OBJECTIVE: Reproduce the material from its start through the line containing "1 194 L 112", substituting "contour" for "outline" and keeping everything else the same.
____________
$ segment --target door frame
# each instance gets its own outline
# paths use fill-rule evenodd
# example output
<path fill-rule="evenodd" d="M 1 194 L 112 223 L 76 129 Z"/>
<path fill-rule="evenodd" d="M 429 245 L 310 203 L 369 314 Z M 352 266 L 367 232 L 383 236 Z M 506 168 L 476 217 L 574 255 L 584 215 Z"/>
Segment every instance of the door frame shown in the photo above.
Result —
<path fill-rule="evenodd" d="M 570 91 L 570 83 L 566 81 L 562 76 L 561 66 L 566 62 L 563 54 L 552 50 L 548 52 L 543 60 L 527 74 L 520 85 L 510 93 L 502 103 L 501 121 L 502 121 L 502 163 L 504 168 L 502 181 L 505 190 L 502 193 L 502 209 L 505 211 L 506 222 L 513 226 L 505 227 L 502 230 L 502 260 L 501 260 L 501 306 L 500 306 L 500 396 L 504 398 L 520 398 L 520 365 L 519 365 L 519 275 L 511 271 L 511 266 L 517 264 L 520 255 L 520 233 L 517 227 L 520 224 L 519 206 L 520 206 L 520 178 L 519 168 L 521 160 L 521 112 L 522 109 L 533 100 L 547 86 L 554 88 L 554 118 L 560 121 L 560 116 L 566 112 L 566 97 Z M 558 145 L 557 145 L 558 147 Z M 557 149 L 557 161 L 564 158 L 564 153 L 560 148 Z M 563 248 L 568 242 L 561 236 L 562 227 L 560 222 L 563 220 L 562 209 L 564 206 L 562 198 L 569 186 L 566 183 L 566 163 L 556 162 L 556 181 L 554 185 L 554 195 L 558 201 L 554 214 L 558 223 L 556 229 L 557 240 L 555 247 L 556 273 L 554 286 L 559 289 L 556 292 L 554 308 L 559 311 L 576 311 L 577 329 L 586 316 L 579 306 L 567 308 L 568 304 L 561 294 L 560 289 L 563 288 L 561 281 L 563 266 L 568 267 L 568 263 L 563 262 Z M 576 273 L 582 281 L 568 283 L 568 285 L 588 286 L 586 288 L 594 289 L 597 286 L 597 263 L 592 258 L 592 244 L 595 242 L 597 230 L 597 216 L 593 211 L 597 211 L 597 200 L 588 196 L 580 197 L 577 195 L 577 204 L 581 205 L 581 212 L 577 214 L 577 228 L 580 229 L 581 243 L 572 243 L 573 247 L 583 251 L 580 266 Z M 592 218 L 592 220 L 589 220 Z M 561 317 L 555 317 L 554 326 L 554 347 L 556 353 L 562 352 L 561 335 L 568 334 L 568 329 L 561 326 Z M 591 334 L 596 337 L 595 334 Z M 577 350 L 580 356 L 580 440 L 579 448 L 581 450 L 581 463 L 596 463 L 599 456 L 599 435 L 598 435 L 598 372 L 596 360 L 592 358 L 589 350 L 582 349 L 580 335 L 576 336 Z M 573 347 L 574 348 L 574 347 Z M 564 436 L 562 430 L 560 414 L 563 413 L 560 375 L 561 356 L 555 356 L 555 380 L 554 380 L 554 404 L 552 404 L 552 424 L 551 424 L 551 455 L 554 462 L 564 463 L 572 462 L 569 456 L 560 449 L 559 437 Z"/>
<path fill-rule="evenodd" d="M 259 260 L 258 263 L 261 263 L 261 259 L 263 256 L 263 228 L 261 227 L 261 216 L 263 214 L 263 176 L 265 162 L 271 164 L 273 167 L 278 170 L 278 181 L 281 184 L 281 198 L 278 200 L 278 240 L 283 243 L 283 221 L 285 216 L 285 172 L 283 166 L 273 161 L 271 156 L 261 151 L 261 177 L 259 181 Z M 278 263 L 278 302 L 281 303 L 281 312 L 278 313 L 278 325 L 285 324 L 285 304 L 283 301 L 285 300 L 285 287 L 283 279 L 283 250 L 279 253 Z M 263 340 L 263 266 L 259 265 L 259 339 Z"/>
____________
ANSWER TO THE EXERCISE:
$ segment --target door frame
# each instance gets its own contour
# paths use fill-rule evenodd
# example output
<path fill-rule="evenodd" d="M 1 194 L 112 223 L 76 129 Z"/>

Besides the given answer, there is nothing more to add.